:: Фрагмент страницы ::

━━━━━━

В результате изъятие ценностей в Петрограде, по свидетельству Я. Гуровича (адвоката митрополита Вениамина), прошло относительно мирно и, во всяком случае, без крупных столкновений и человеческих жертв. И по большому счету не оно явилось главной причиной ареста, осуждения и расстрела святителя, а несколько иные обстоятельства. Согласно желанию, высказанному Л.Д. Троцким, было решено сменить прежнее слишком консервативное с точки зрения ЦК ВКП(б) церковное руководство и заменить его новым – ручным, прикормленным и реформистским, готовым на все, на любые компромиссы, на любые предательства, лишь бы создать «Живую Церковь».
9 мая 1922 года был арестован Святейший патриарх Тихон.
Своим распоряжением от 12 мая святитель назначил митрополита Вениамина вторым кандидатом на временное возглавление Русской Церкви во время его заключения. Видимо, с этим обстоятельством связано то, что 18 мая митрополит Вениамин был допрошен в Петрогубревтрибунале по вопросу о противодействии изъятию церковных ценностей, после чего власти приняли решение привлечь его к следствию по обвинению в выпуске и распространении ответа Петроградскому Помголу как агитационного средства. Почему-то до 18 мая вопросов к митрополиту не было. С митрополита Вениамина была взята подписка о невыезде. Это было первое предупреждение святителю относительно вопроса о власти в Русской Православной Церкви. Вторым и последним стал визит 26 мая к митрополиту Вениамину Александра Введенского, только что вернувшегося из Москвы, где в результате его усилий и активной помощи ГПУ было образовано обновленческое Высшее церковное управление. Введенский долго пытался убедить владыку в необходимости признать полномочия этой структуры, но натолкнулся на резкий и принципиальный отказ. Более того, 28 мая в петроградских храмах было зачитано послание архиерея, в котором Введенский со своими соумышленниками объявлялись отпавшими от Церкви. Это обращение к пастве, по сути дела, решило судьбу митрополита Вениамина. Через два дня за подписью Менжинского, начальника следственно-оперативного управления ОГПУ, в Петроград пришла следующая телеграмма:
«“Петроград, Губотдел ГПУ, митрополита Вениамина арестовать и привлечь к суду. Подобрать на него обвинительный материал. Арестовать его ближайших помощников – реакционеров и сотрудников канцелярии, производя в последней тщательный обыск. Вениамин Высшим Церковным управлением отрешается от сана и должности. О результатах операции немедленно сообщите. HP 25023/c 1 июня 1922 года. Начсоперупр ГПУ Менжинский».
1 июня святитель Вениамн был арестован, на следующий день заключен в тюрьму. По преданию, когда вместе с чекистами, пришедшими арестовывать владыку, явился Александр Введенский, чтобы принять дела Петроградской епархии, и по привычке подошел под благословение к митрополиту Вениамину, тот отстранился, мягко сказав: «Отец Александр, мы же с вами не в Гефсиманском саду». Одновременно с владыкой было арестовано 80 человек, начиная с епископа Кронштадтского Венедикта, настоятелей ведущих соборов, таких как протоиерей Михаил Чельцов, настоятель собора Пресвятой Троицы лейб-гвардии Измайловского полка, протоиерей Николай Чуков, настоятель Казанского собора, член Правления Общества православных приходов, архимандрит Сергий (Шеин), наместник Троице-Сергиевой пустыни, и кончая случайными людьми вроде персидскоподданного.

━━━━━━

:: Представленный материал ::
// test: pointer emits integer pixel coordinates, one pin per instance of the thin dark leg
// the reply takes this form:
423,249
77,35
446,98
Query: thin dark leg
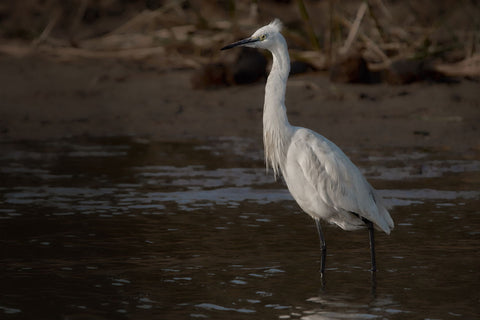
372,243
323,246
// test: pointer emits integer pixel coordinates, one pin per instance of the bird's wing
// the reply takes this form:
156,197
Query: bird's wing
330,172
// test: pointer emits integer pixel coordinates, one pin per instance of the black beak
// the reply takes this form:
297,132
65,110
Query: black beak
240,43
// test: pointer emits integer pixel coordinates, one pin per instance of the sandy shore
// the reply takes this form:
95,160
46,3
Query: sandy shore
42,98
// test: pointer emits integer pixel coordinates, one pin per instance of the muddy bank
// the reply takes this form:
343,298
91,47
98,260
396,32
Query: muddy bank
43,98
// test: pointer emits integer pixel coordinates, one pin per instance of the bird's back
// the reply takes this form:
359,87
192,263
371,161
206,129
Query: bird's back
327,185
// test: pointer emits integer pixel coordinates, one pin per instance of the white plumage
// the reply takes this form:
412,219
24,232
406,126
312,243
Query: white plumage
320,177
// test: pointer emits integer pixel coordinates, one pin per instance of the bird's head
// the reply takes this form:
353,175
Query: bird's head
265,38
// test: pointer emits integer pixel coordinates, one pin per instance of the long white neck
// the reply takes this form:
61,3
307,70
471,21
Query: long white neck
277,131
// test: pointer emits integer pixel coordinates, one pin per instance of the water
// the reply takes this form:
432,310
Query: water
130,229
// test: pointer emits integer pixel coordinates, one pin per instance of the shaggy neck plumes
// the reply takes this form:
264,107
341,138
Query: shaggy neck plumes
276,129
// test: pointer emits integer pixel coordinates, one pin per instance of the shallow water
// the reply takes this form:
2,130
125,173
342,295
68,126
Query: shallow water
123,228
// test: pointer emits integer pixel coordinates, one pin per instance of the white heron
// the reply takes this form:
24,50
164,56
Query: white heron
321,178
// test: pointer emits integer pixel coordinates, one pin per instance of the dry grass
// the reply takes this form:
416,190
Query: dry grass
188,34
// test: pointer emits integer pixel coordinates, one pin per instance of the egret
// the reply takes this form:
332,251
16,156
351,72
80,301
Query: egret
320,177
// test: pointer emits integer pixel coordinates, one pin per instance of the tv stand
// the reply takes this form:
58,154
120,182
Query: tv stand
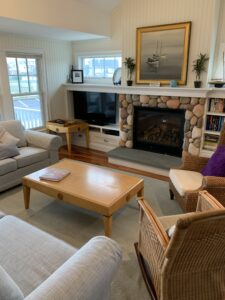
104,138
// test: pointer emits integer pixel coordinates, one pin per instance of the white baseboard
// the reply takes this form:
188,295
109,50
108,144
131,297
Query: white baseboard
137,166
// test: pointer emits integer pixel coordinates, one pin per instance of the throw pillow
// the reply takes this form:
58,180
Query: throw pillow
7,151
216,164
9,290
7,138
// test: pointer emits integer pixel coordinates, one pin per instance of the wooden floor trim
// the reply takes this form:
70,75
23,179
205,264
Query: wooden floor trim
100,158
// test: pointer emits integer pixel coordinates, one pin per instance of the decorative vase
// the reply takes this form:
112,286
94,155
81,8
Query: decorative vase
197,84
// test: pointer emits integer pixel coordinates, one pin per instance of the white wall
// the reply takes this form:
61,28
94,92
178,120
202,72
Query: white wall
220,45
139,13
114,43
57,58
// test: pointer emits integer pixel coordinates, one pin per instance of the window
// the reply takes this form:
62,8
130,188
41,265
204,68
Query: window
24,83
99,67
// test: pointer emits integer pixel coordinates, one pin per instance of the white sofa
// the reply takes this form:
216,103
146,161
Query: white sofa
35,265
36,150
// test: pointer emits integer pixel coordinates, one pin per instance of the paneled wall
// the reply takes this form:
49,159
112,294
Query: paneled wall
139,13
57,59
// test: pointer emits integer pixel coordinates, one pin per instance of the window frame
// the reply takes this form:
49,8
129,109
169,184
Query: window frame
8,111
82,56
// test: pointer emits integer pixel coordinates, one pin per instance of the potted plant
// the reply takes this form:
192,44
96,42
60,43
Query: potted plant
199,66
130,65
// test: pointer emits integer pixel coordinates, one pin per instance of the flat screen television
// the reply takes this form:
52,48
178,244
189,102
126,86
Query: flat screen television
95,107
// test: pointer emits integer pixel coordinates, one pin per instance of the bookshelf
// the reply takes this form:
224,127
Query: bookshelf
214,119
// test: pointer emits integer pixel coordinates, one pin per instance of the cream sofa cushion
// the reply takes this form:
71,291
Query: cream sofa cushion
30,255
30,155
185,181
8,150
9,290
7,165
7,138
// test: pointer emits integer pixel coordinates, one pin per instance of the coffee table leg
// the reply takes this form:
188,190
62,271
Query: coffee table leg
68,141
140,193
26,195
108,225
87,136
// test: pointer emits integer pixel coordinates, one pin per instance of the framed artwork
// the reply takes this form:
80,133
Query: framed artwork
77,76
162,53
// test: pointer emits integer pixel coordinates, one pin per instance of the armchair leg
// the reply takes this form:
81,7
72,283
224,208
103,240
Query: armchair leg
171,195
145,274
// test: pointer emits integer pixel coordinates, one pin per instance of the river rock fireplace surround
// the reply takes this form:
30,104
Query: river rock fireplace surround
194,112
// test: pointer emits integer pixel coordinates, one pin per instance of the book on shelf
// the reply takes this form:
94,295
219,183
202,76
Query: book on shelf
214,123
210,142
54,174
216,105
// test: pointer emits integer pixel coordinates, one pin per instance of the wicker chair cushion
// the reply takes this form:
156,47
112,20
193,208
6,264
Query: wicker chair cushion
169,222
185,181
216,164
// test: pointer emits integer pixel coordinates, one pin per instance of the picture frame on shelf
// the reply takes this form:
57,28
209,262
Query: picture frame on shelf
77,76
162,53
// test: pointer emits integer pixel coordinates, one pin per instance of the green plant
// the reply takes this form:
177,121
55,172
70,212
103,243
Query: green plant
199,65
130,65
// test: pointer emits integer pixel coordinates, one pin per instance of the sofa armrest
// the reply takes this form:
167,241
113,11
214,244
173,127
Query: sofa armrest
86,275
43,140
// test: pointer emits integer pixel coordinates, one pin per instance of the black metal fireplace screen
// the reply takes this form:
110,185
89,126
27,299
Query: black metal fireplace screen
159,130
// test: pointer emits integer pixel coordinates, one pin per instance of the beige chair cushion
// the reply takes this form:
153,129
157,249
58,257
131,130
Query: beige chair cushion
185,181
15,128
169,222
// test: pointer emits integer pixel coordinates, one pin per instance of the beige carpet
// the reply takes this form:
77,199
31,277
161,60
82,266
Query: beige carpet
76,226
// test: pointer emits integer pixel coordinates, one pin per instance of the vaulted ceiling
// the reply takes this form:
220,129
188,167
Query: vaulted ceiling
96,13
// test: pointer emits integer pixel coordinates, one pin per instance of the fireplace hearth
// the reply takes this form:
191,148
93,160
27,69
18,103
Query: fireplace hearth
159,130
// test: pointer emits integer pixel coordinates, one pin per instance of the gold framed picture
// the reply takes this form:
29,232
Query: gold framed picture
162,53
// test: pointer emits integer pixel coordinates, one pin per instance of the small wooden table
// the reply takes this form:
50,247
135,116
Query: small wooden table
94,188
68,129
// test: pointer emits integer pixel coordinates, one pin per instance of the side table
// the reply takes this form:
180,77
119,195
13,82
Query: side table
68,129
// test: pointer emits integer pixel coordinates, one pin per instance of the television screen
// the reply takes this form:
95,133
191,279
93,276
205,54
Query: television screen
94,107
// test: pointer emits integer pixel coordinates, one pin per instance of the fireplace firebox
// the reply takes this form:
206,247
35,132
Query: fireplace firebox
159,130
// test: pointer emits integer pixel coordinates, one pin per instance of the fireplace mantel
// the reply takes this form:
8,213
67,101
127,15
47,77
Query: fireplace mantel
147,90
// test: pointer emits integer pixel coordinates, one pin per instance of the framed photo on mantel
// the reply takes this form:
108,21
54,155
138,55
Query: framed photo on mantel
77,76
162,53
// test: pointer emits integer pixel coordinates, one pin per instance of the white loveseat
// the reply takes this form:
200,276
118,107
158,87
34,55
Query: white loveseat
37,266
36,150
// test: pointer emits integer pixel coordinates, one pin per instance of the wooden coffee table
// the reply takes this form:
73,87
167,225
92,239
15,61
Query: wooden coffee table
88,186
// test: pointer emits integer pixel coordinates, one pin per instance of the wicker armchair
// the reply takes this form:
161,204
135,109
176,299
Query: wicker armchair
190,264
187,181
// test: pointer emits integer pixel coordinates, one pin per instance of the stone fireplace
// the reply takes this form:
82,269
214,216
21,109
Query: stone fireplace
158,130
192,129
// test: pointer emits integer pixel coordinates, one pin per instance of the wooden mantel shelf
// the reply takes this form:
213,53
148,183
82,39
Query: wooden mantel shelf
147,90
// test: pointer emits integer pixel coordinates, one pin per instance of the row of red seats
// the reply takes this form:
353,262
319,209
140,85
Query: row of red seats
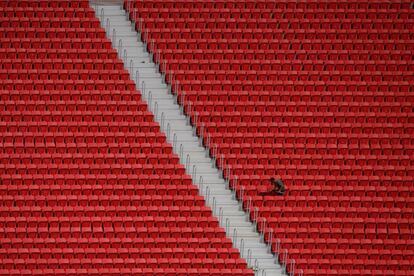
74,75
146,209
101,200
294,102
47,13
96,107
55,53
313,75
138,221
154,263
76,95
103,127
299,86
84,148
318,160
116,242
90,168
334,201
66,84
129,271
299,117
388,244
104,182
94,188
81,137
270,34
302,138
263,4
228,55
52,33
55,4
112,232
50,43
356,128
286,24
79,162
293,67
280,44
336,264
272,14
62,64
30,22
395,102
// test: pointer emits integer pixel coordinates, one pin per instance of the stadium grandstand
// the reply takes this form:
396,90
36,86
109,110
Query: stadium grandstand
143,137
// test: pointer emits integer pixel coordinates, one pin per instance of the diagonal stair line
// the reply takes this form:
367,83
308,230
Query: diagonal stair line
139,62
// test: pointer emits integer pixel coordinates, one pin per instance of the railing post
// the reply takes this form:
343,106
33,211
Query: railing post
270,240
284,259
241,197
108,27
120,47
155,108
103,15
187,162
200,143
277,248
194,173
131,65
168,131
149,99
255,215
227,225
263,229
162,120
143,88
249,257
181,152
242,247
125,55
214,206
249,207
208,145
175,141
201,185
221,216
235,236
235,186
208,195
292,267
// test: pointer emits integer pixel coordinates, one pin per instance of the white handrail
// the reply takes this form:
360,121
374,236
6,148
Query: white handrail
242,247
137,76
270,240
194,173
175,141
162,120
181,152
125,54
113,36
234,236
131,65
120,47
168,131
292,267
187,162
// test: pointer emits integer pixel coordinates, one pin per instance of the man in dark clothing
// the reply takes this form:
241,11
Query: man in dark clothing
278,189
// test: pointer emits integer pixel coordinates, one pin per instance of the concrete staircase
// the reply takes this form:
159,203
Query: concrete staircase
185,144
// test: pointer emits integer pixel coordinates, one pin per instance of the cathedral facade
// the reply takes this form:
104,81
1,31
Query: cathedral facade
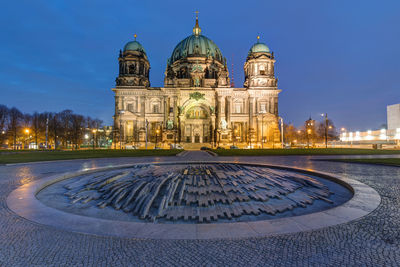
197,103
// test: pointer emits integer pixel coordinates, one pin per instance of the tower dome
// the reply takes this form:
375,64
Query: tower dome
134,66
259,47
134,46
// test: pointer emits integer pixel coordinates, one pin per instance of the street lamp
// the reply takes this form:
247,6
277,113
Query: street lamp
94,137
234,136
157,131
308,137
281,119
262,128
120,113
326,129
27,137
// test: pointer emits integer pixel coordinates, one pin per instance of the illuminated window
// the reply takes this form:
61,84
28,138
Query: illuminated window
130,107
238,108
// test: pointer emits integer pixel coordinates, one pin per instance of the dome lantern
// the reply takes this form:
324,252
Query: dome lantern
197,29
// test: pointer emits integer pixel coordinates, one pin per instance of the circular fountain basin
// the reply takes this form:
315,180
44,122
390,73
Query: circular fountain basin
193,200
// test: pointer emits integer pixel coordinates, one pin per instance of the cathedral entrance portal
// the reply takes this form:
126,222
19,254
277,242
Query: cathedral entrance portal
197,125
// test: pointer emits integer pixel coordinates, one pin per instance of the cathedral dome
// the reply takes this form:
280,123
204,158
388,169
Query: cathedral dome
196,45
134,46
259,47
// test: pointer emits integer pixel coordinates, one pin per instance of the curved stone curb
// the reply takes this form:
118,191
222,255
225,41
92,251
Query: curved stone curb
23,202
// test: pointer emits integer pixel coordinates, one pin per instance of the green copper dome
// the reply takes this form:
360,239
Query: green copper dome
134,46
196,46
259,47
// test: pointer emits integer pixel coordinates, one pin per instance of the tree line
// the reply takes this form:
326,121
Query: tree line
64,129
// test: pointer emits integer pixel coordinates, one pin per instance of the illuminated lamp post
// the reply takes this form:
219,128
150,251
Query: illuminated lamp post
121,112
281,119
157,131
234,136
262,128
94,137
326,129
308,137
27,137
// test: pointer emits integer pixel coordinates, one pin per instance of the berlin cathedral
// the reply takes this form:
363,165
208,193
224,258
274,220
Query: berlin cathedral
197,103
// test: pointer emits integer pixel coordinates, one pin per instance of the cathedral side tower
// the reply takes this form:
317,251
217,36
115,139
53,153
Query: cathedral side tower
261,84
134,67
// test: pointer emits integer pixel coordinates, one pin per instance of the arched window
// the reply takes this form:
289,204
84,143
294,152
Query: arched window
155,107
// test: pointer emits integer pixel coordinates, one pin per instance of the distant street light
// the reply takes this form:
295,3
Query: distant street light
326,129
234,136
120,113
308,137
281,119
157,131
27,137
262,128
94,137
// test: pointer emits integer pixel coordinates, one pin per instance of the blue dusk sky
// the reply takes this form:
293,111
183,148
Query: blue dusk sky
339,57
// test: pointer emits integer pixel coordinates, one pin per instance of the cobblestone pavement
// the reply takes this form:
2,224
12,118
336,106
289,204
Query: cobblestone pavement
370,241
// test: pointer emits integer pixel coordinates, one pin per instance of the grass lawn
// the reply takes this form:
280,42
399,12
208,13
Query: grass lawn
30,156
302,151
388,161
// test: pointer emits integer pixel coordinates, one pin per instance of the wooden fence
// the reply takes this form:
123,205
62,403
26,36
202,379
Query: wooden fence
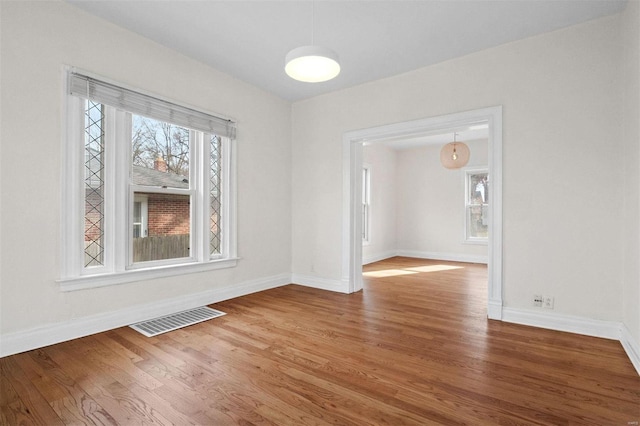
149,248
158,248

━━━━━━

:: Задания к упражнению ::
A: Как короче пересказать абзац отрывка о митрополите Вениамине, начинающийся словами «В результате изъятие ценностей в Петрограде», сохранив его основные факты?
B: Выпишите из отрывка о митрополите Вениамине дословно фрагмент, начиная со слов «В результате изъятие» и заканчивая словами «Святейший патриарх Тихон.».

:: Ответы к упражнению ::
A: По свидетельству Я. Гуровича, адвоката митрополита Вениамина, изъятие ценностей в Петрограде прошло относительно мирно, без крупных столкновений и человеческих жертв. Главной причиной ареста, осуждения и расстрела святителя стало не оно, а иные обстоятельства. По желанию Л.Д. Троцкого решено было сменить слишком консервативное, с точки зрения ЦК ВКП(б), церковное руководство на новое, реформистское и готовое на любые компромиссы, чтобы создать «Живую Церковь».

B:
В результате изъятие ценностей в Петрограде, по свидетельству Я. Гуровича (адвоката митрополита Вениамина), прошло относительно мирно и, во всяком случае, без крупных столкновений и человеческих жертв. И по большому счету не оно явилось главной причиной ареста, осуждения и расстрела святителя, а несколько иные обстоятельства. Согласно желанию, высказанному Л.Д. Троцким, было решено сменить прежнее слишком консервативное с точки зрения ЦК ВКП(б) церковное руководство и заменить его новым – ручным, прикормленным и реформистским, готовым на все, на любые компромиссы, на любые предательства, лишь бы создать «Живую Церковь».
9 мая 1922 года был арестован Святейший патриарх Тихон.